Reproduce the listing verbatim from its first line through the line containing "[574,238,640,322]", with that line included.

* _Data extract_:
+ + + +

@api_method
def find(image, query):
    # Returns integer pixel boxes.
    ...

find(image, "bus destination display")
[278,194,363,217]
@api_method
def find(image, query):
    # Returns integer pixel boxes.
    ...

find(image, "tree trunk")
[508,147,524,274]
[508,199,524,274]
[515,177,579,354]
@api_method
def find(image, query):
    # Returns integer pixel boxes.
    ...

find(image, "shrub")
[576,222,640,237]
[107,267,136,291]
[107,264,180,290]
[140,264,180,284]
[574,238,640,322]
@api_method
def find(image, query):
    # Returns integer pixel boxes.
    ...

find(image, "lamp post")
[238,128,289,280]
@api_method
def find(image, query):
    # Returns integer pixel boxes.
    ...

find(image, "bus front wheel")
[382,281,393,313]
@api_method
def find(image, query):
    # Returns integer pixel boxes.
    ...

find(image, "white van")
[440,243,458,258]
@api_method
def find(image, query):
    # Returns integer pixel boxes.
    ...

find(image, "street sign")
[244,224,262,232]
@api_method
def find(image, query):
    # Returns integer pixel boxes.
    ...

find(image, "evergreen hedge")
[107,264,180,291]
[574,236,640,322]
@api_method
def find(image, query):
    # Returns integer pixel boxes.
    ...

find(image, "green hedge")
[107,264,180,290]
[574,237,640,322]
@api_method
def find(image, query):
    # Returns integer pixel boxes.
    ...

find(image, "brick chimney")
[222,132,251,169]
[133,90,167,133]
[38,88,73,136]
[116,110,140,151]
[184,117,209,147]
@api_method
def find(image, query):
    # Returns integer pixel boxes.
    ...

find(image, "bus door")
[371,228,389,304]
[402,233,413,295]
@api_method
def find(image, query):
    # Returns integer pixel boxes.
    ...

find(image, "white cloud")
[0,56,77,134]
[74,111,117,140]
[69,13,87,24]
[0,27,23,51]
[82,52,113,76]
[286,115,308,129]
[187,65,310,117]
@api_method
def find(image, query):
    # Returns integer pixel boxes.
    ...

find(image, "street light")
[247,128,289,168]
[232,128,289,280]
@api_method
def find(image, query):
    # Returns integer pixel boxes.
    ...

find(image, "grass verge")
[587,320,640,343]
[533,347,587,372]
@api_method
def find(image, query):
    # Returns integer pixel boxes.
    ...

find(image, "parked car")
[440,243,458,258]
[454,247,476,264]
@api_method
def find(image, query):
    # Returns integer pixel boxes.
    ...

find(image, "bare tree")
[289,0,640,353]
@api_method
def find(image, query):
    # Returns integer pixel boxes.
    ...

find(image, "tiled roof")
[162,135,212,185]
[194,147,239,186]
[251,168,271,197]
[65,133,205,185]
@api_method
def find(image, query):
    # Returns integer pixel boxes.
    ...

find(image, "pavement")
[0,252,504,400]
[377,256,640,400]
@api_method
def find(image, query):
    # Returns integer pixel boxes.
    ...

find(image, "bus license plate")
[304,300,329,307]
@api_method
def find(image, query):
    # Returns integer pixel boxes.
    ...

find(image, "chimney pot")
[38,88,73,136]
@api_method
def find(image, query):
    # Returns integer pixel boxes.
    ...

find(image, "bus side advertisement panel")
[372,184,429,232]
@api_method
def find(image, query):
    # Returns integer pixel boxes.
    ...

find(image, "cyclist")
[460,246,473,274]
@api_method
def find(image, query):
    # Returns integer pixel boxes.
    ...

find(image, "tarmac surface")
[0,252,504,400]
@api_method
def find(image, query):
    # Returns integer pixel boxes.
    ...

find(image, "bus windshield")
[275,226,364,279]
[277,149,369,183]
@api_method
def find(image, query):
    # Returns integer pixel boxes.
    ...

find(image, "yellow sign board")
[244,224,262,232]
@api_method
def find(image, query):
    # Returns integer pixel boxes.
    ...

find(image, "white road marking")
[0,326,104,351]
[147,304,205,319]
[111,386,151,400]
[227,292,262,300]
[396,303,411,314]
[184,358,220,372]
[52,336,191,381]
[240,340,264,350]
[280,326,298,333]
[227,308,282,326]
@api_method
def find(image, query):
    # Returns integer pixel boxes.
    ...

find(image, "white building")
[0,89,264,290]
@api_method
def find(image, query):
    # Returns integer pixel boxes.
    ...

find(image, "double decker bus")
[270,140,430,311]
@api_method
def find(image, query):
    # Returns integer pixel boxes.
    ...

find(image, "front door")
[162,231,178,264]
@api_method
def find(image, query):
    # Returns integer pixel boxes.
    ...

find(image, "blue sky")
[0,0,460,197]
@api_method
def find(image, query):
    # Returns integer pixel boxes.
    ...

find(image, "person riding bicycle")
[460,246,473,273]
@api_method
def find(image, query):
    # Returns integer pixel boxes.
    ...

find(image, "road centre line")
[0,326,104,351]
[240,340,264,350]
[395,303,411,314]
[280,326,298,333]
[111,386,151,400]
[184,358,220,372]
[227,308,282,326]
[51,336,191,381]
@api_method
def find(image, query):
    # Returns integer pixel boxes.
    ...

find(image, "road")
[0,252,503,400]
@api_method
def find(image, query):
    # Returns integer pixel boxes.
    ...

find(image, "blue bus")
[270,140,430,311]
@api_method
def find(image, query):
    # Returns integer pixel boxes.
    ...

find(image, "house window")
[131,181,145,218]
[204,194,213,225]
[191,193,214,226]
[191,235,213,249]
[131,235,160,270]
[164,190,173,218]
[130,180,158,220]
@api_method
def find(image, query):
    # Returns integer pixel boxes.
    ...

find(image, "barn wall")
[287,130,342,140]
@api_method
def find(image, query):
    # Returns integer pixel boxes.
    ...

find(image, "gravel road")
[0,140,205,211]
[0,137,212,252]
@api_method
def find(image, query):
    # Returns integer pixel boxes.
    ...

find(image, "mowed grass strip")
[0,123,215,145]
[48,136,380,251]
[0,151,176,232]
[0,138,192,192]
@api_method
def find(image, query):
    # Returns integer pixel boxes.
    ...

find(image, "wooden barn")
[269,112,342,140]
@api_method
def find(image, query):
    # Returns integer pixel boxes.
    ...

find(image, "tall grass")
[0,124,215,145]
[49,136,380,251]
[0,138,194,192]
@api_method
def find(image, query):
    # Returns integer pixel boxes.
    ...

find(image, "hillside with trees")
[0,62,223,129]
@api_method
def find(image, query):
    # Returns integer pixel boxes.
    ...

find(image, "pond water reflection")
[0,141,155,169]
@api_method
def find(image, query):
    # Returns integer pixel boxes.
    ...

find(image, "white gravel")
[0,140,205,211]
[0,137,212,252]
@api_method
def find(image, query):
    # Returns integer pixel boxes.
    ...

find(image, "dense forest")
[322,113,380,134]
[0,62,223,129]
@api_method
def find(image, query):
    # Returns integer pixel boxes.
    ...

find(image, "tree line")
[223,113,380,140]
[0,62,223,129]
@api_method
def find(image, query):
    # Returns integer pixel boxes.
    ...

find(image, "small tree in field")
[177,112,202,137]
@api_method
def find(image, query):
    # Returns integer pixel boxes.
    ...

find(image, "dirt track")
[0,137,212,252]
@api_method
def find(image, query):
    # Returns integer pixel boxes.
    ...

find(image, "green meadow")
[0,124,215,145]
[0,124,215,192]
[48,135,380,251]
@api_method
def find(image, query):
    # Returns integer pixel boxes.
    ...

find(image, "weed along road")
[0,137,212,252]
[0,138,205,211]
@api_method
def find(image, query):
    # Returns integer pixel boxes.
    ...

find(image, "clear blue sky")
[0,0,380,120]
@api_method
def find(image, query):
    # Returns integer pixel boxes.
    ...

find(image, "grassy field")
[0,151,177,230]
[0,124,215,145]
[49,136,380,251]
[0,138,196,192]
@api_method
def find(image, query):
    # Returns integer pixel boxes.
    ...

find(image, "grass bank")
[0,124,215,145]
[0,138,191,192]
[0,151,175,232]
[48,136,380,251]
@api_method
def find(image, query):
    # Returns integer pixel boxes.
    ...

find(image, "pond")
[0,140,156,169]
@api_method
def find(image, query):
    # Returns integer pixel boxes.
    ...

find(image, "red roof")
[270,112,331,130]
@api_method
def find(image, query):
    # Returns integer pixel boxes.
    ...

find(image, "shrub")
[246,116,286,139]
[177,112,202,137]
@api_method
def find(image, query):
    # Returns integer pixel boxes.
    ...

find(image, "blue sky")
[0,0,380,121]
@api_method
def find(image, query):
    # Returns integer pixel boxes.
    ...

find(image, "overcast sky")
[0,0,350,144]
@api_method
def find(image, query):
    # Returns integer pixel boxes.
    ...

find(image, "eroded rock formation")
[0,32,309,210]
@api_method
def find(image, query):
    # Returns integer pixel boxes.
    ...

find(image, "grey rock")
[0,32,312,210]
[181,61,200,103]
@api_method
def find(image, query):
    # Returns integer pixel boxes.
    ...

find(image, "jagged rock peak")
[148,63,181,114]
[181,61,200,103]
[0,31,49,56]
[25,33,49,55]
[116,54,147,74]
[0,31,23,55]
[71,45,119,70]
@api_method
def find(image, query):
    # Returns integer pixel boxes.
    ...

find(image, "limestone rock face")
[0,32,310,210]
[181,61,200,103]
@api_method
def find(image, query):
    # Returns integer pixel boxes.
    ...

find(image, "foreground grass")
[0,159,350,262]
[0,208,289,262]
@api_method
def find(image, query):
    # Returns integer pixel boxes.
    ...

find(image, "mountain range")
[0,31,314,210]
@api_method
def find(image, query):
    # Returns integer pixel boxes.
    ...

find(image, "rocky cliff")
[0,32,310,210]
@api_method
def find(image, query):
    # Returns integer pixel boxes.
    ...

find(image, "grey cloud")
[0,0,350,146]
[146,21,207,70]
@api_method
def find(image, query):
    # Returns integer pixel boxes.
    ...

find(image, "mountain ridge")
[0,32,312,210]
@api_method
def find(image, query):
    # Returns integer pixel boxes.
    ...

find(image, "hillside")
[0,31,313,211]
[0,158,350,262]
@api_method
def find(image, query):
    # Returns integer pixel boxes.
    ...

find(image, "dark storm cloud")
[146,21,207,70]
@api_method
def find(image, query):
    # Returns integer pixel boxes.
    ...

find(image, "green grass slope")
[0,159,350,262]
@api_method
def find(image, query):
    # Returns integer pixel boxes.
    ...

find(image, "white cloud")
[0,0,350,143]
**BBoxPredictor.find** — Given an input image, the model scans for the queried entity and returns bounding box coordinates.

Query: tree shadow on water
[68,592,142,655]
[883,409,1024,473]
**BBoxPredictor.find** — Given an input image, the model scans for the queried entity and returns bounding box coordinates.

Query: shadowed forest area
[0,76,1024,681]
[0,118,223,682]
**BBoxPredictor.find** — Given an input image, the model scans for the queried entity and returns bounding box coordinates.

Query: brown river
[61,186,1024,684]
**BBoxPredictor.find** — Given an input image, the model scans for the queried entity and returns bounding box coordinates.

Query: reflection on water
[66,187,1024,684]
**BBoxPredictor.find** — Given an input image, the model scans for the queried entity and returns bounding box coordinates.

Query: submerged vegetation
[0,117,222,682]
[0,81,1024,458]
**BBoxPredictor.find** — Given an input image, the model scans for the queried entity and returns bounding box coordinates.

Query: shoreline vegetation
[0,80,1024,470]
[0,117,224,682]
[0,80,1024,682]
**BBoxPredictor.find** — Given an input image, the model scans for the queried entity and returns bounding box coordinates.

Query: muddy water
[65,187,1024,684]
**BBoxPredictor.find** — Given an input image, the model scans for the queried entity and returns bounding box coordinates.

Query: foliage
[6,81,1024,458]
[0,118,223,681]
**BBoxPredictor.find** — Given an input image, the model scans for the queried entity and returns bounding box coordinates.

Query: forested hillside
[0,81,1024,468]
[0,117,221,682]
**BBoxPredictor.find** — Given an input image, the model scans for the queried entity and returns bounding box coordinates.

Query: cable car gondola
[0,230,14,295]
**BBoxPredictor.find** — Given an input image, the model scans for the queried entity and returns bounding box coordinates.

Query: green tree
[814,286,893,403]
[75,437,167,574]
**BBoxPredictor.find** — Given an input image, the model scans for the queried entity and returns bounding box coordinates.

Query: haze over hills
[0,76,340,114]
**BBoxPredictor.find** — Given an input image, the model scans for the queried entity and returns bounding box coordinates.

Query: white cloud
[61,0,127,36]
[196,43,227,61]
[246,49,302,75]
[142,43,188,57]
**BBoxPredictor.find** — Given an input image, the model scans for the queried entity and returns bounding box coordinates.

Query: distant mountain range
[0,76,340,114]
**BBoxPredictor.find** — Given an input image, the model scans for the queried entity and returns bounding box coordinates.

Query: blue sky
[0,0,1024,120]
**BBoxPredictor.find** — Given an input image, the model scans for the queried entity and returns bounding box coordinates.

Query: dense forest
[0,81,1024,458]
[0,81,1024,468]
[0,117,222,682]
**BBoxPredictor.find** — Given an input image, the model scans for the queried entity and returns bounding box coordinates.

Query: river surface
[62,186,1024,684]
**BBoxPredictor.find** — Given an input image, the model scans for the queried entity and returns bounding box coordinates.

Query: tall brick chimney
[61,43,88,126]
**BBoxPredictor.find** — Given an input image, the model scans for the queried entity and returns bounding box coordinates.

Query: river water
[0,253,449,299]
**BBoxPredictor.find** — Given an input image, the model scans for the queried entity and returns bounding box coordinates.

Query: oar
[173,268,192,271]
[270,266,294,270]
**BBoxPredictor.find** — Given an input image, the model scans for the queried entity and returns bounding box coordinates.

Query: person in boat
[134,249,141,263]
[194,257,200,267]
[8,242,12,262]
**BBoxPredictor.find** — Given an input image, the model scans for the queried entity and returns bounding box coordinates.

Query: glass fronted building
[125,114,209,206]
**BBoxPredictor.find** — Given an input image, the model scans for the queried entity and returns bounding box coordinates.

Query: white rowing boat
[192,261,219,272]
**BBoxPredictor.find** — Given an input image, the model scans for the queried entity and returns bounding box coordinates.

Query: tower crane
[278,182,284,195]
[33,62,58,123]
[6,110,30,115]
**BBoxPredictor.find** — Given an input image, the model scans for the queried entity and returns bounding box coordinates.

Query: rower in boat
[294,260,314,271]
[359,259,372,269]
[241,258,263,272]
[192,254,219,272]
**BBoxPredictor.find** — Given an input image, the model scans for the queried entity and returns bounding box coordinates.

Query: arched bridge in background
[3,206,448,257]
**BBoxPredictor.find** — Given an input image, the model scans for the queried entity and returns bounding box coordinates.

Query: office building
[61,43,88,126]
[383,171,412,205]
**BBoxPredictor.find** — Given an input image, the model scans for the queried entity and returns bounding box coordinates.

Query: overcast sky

+ + + +

* _Correct result_:
@api_method
def find(image, query):
    # Returns integer pixel boxes.
    ...

find(image, "bus destination display")
[278,194,363,217]
@api_method
def find(image, query):
    # Returns integer pixel boxes.
    ...

find(image, "tree trunk")
[508,147,524,274]
[508,199,524,274]
[515,177,579,354]
@api_method
def find(image, query):
    # Returns integer pixel boxes.
    ...

find(image, "shrub")
[576,222,640,237]
[107,267,136,291]
[107,264,180,290]
[140,264,180,284]
[574,238,640,322]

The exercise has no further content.